◆ The task ◆
Transcribe the entries below exactly; leave every image out.

Spatial localization data:
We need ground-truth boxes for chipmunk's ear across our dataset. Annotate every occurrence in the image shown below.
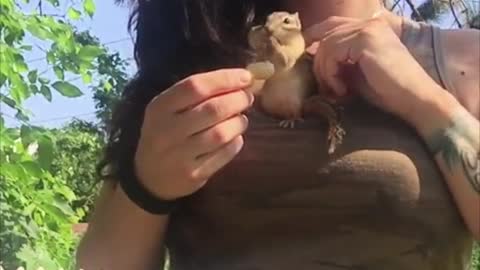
[293,12,301,27]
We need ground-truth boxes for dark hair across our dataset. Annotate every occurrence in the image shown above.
[99,1,284,181]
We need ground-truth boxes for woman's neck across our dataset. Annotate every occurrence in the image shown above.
[284,0,404,38]
[284,0,384,28]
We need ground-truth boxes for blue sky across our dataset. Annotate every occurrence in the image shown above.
[3,0,135,128]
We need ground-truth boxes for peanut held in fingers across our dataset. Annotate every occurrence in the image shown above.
[246,61,275,81]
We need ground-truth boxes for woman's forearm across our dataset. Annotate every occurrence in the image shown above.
[76,181,169,270]
[408,88,480,240]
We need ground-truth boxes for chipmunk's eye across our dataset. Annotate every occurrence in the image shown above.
[283,17,291,24]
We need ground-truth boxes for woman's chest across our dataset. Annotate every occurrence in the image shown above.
[196,103,450,212]
[168,103,472,269]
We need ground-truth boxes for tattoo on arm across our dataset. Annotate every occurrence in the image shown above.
[427,109,480,193]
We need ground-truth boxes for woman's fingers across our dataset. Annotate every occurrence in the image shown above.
[324,57,348,96]
[305,16,369,97]
[187,114,249,157]
[314,27,359,96]
[161,69,253,113]
[167,117,247,189]
[178,89,253,136]
[193,135,245,181]
[303,16,361,46]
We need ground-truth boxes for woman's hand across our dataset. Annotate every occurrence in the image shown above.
[134,69,254,200]
[303,15,442,124]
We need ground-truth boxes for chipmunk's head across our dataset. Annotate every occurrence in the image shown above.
[265,12,302,41]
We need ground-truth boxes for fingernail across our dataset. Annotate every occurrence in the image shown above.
[249,93,255,106]
[245,90,255,105]
[239,70,253,84]
[242,114,249,125]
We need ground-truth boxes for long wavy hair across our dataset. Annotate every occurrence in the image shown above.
[98,1,284,181]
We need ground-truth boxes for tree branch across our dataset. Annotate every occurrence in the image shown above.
[449,0,463,28]
[457,0,471,24]
[405,0,424,21]
[37,0,43,15]
[35,43,48,53]
[43,13,67,18]
[391,0,402,11]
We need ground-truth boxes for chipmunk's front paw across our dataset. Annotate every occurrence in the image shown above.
[279,119,303,129]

◆ Expected output ◆
We need ground-truth boxes for chipmunk's ear across our dataset. Annotate every occurrence in the image shown below.
[293,12,301,27]
We need ground-truth boxes for dark hair across our dataset. Annotate every occurrence in the image shown above.
[99,1,284,181]
We need ground-truth boxes for woman's neck across our dataset. Annotate every occurrence in the image shown above.
[284,0,404,38]
[284,0,384,28]
We need ground-truth boxes for blue sky across our dataset. Annotate every occurrence in the image shown above.
[3,0,135,128]
We need ground-truth boxes for peanut held in fingers across our dataset. Annotate every occurrence in the image shown above.
[246,61,275,81]
We need ground-truth boxes for woman's forearm across our dataset. Annotate every occurrence in the image shown above.
[76,181,169,270]
[408,88,480,240]
We need ground-truth boxes for chipmunk's eye across our dataset. Annotate every occurrence in the image shown above.
[283,17,291,24]
We need ground-truth boxes for woman's chest across our dataset. Annotate every occurrence in the image shown above.
[196,103,450,212]
[168,103,472,269]
We need ground-truth boxes for tattoo on arm across our dataset. Annotate every occurrence in the image shown above.
[427,109,480,193]
We need ground-truth boxes for woman's fingers across our dataset. Annotate every occurrence in the image shown above.
[324,57,348,96]
[305,16,369,97]
[187,114,249,157]
[314,27,359,96]
[161,69,253,113]
[167,117,247,189]
[178,89,253,136]
[193,135,245,181]
[303,16,361,46]
We need ground-truth boxes for woman's hand across our dataset. Annotate every occurrence in the image shown above.
[134,69,254,200]
[303,15,442,124]
We need ground-truth boxes for chipmunk's head across our dataset. Annotate every occurrence in the image shown above.
[265,12,302,41]
We need ground-truth boxes for fingernail across our dataset. Annotate every occurrence in the image shown above.
[249,93,255,106]
[245,90,255,105]
[239,70,253,84]
[242,114,249,125]
We need ground-truth boxes for long wavy hair across our dataset. Annotate every occurrence in the image shown above.
[98,1,284,181]
We need ground-truth boxes for tree branch across our dataset. Annotate every occurrence in the image shown above.
[449,0,463,28]
[457,0,471,24]
[405,0,424,21]
[37,0,43,15]
[35,43,48,53]
[43,13,67,18]
[391,0,402,11]
We need ground-truth boxes for chipmunk's front paw across our dataset. Annotate every occurrence in the image shown above.
[279,119,303,129]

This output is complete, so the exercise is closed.